---------- Provided entries ----------

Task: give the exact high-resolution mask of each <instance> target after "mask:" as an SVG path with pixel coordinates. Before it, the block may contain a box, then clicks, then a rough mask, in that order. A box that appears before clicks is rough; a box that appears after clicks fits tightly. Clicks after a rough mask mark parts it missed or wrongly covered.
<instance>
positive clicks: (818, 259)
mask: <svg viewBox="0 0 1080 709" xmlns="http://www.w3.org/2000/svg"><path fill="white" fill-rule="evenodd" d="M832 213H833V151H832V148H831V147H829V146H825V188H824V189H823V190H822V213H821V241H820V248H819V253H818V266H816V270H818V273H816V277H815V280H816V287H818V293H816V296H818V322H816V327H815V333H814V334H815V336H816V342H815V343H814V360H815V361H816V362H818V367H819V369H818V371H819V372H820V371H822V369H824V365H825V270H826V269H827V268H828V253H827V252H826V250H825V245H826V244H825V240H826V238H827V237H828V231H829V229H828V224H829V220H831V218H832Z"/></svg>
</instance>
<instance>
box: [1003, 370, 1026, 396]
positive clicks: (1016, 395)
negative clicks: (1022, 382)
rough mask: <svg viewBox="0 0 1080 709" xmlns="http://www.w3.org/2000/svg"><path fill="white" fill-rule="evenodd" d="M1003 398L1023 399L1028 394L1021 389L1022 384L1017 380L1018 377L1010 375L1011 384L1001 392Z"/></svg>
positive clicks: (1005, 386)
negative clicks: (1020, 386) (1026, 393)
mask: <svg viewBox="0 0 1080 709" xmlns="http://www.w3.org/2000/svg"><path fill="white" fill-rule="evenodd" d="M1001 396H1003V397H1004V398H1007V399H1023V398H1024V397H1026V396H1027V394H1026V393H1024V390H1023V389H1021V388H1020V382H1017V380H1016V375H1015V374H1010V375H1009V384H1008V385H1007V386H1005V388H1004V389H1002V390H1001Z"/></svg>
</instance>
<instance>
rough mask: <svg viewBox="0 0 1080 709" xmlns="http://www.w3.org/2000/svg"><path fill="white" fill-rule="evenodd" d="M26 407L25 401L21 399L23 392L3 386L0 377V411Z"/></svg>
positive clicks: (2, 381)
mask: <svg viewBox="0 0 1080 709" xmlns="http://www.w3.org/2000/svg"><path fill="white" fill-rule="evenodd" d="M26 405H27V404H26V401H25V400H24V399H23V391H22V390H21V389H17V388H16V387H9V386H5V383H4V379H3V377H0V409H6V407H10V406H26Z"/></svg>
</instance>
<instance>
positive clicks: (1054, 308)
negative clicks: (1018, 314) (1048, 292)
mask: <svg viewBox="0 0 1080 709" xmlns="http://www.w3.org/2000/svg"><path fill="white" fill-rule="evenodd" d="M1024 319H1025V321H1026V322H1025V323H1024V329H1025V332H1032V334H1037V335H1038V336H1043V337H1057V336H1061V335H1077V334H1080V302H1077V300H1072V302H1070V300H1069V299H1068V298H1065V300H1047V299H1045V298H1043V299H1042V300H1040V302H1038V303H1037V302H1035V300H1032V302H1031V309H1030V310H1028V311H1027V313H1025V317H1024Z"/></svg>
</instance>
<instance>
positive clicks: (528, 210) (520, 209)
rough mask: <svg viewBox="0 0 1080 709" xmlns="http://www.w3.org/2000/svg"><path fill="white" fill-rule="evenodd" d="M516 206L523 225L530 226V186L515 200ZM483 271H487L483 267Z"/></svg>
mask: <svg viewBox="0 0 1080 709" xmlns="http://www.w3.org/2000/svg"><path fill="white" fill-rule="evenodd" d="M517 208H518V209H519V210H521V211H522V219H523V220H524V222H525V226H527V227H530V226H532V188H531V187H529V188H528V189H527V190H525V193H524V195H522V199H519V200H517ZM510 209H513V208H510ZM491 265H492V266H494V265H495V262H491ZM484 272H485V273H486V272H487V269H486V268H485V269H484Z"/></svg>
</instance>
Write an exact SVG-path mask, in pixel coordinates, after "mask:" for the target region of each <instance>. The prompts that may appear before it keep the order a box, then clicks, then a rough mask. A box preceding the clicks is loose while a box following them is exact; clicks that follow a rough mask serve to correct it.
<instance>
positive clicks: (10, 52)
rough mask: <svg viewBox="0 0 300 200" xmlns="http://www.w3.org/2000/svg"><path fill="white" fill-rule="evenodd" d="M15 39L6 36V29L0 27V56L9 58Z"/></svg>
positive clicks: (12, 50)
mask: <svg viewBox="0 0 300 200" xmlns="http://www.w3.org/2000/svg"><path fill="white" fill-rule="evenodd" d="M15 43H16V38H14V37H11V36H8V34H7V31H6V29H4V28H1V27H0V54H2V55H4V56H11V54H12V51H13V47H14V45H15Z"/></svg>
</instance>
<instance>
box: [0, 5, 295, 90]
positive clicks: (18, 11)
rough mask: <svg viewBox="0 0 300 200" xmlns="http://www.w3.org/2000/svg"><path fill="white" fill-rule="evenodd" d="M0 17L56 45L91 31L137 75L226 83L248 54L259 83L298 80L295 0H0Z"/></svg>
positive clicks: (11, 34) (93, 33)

----------

== Problem description ==
The required output is every line above from the one with "negative clicks: (1018, 314) (1048, 292)" down to the one with "positive clicks: (528, 210) (520, 209)", restated word for word, ends included.

== Response to this exercise ==
negative clicks: (1018, 314) (1048, 292)
mask: <svg viewBox="0 0 1080 709" xmlns="http://www.w3.org/2000/svg"><path fill="white" fill-rule="evenodd" d="M1024 319H1025V321H1026V322H1025V323H1024V329H1025V332H1032V334H1037V335H1038V336H1043V337H1057V336H1061V335H1077V334H1080V302H1077V300H1072V302H1070V300H1069V299H1068V298H1065V300H1047V299H1045V298H1043V299H1042V300H1040V302H1038V303H1037V302H1035V300H1032V302H1031V309H1030V310H1028V311H1027V313H1025V317H1024Z"/></svg>
</instance>
<instance>
positive clicks: (528, 210) (520, 209)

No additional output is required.